Negative Numbers: In daily life, we deal with lots of numbers. A number is a mathematical concept used to express a quantity and count or calculate. We can classify the numbers into different types: whole numbers, natural numbers, integers, real numbers, rational, irrational numbers, etc.

To make counting easier, humans invented natural numbers. After that, they invented zero that provides us with the concept of whole numbers and then negative numbers, real numbers, etc. Negative numbers help us show the temperature, which is less than zero, to show the overdrawn bank balance, etc. Let us see the application and properties of negative numbers in this article.

What are Numbers?

Numbers are there all around us. From the morning till night, we often confront lots of numbers. We are aware of reading and writing numbers now, but what about when numbers were not discovered at all? In those days, counting was done using then available physical objects such as stones, bones, sticks, leaves, and so on. Then they learned to mark lines or curves on rocks, caves, or the pottery they used, and so on.

And then, our counting numbers were introduced. A number is a mathematical concept that is used to express a quantity and used in countings, calculations, or any arithmetic operations and other verticals of mathematics.
For example, \(2,3,0.5, – 6, – 100, – 2.3,\sqrt{2,} \) etc.

The counting numbers are also called numbers, and they include the positive integers from \(1\) to infinity. The set of natural numbers is expressed as \(N\) and \(N = \left\{{1,2,3,4,5……} \right\}\)

There was successor and predecessor for all numbers except \(1\) in natural numbers. Also, there was no way to exhibit the emptiness initially. Thus came the need of showcasing emptiness and zero was introduced. When zero is added to counting numbers, we got whole numbers. Whole numbers are positive numbers from \(0\) to infinity and do not contain any fractional or decimal numbers. The set of whole numbers can be expressed as \(W = \left\{{0,1,2,3,4,5,……} \right\}\)

A data block
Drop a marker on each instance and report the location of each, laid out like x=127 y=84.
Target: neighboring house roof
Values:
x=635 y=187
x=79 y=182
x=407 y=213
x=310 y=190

TO DO:
**a)** Return each line of the listing that contains the string "like".
**b)** Write what comes next in the passage on negative numbers, starting right after its last sentence.
The passage on negative numbers and the listing are unrelated to each other.

OUTPUTS:
**a)**
Drop a marker on each instance and report the location of each, laid out like x=127 y=84.

**b)**
Introduction of Negative Numbers

We know how to do mathematical operations such as addition, subtraction, multiplication, and division on whole numbers. When we subtract a smaller whole number from a greater whole number, the result is always a whole number. For example, \(30 – 12 = 18,\) the resultant is a whole number. But when we subtract a greater whole number from a smaller whole number, the result is not a whole number.

Therefore, a need was felt to have a set of numbers that includes the numbers with a minus sign. This resulted in the creation of a new set of numbers, which are called negative numbers. When negative numbers were added to whole numbers, we got the set of integers.

The set of Integers can be expressed as \(Z = \left\{{… – 5, – 4, – 3, – 2, – 1,0,1,2,3,4,5,….} \right\}\)

The negative numbers have many applications in real life. For example, we use it to express loss, decrement, depreciation, etc. They are used to denote the temperature (less than zero), in a banking system they are used to represent the overdrawn amount of your account balance. They are also used to show the share price and its ups and downs.

As the usage of numbers could not be confined to integers, more sets of numbers were introduced such as rational numbers, irrational numbers, real numbers, and complex numbers.

1. Rational Numbers: Any number that can be expressed as a ratio of one number to another number is written as rational numbers. It can be written as \(\frac{p}{q}\) form. The symbol \(Q\) represents the rational numbers.
For example, \(\frac{3}{4},\frac{{ – 4}}{5},\frac{{ – 6}}{7},\frac{3}{1},\) etc are the rational numbers.

2. Irrational Numbers: The number that cannot be represented as the ratio of one number over another number, is known as irrational numbers and it is represented by the symbol \(P.\)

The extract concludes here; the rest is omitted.